→ **Aufgabe**:
Zähl, in wie vielen der folgenden Zeilen das Wort „boat“ steht, und nenn nur die Zahl. Groß- und Kleinschreibung zählen mit.

→ **Gegebene Daten**:
^^^^

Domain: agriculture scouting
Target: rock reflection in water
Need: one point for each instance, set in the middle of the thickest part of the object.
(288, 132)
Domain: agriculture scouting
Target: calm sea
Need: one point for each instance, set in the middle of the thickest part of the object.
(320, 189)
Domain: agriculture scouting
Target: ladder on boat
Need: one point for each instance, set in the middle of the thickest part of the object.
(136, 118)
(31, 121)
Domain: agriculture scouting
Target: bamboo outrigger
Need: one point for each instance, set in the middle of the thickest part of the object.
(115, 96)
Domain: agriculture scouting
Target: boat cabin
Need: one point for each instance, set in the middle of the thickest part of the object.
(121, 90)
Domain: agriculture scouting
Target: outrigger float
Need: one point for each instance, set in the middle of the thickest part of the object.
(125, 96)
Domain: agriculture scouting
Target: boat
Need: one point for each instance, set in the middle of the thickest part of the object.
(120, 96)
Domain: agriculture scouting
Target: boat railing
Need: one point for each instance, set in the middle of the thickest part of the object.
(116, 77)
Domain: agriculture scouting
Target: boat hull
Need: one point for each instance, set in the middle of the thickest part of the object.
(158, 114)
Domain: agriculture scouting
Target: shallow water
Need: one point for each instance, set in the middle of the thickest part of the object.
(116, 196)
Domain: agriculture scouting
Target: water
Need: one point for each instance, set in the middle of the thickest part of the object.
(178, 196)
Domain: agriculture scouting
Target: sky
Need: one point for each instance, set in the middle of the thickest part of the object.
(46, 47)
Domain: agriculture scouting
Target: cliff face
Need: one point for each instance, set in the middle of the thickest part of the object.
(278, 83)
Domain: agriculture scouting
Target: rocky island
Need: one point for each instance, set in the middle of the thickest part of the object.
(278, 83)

^^^^

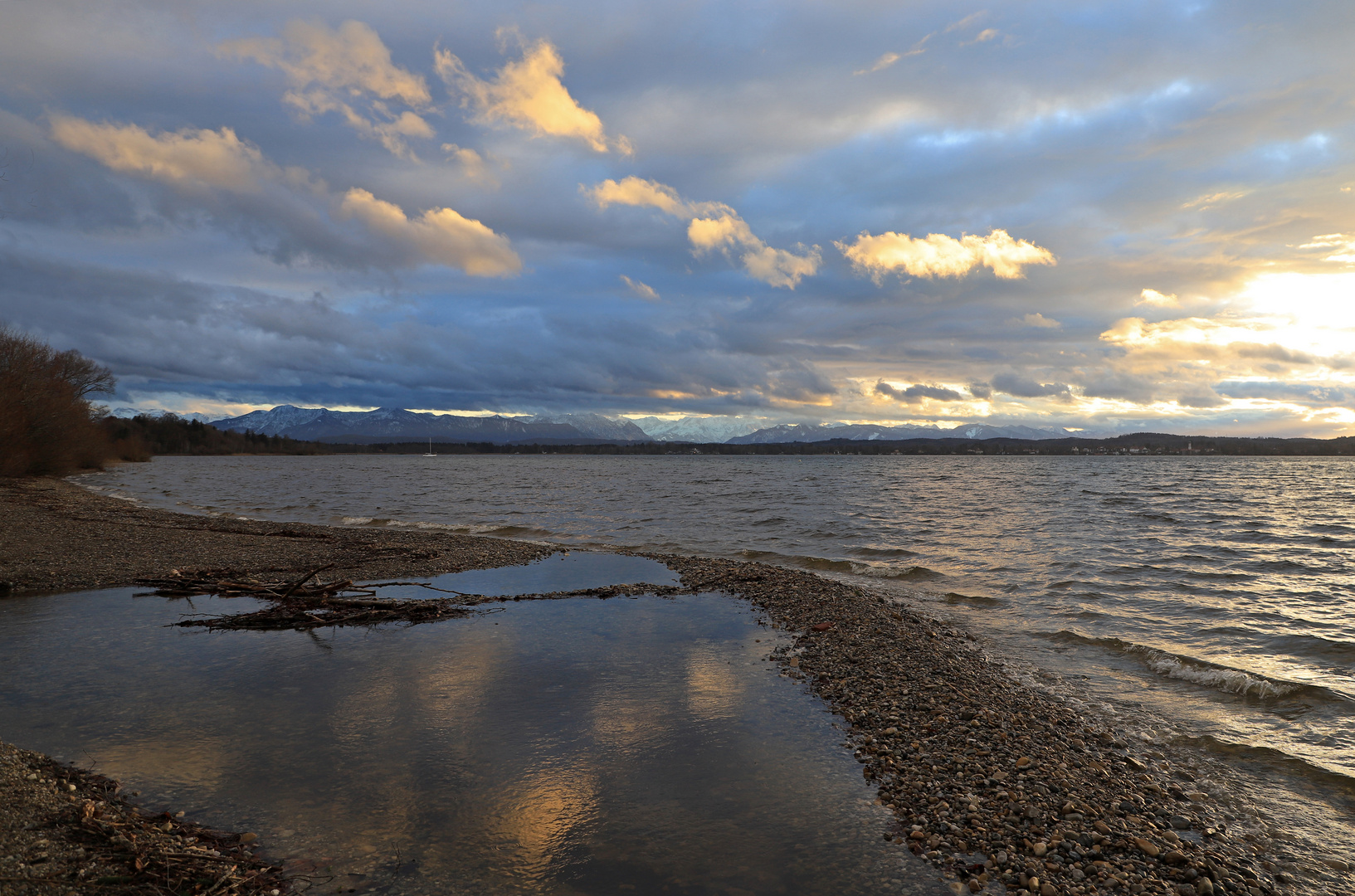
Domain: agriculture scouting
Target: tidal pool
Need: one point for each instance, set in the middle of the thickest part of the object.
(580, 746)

^^^^

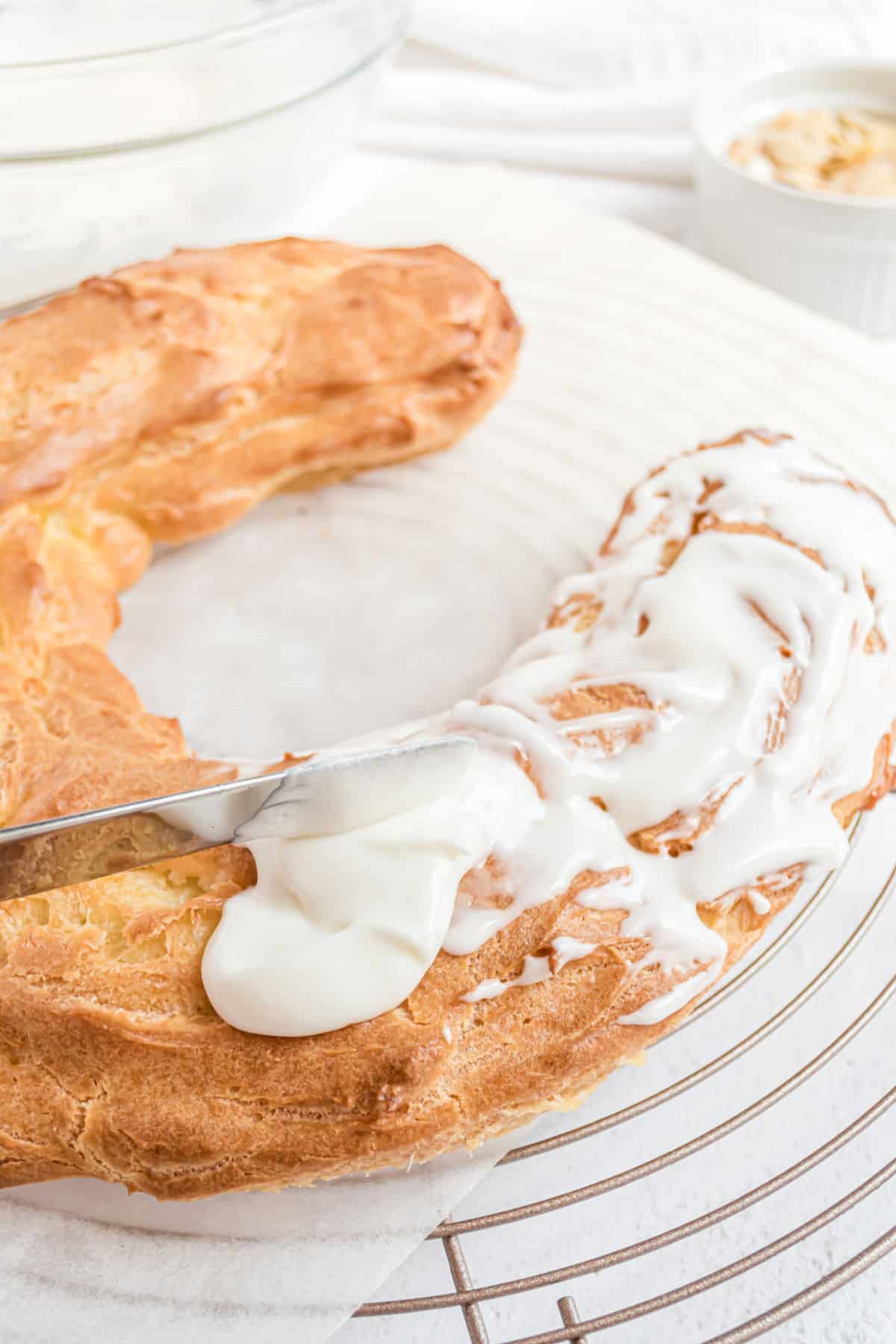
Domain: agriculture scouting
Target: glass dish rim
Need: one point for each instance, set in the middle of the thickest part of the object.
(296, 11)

^^^^

→ **Antwort**:
5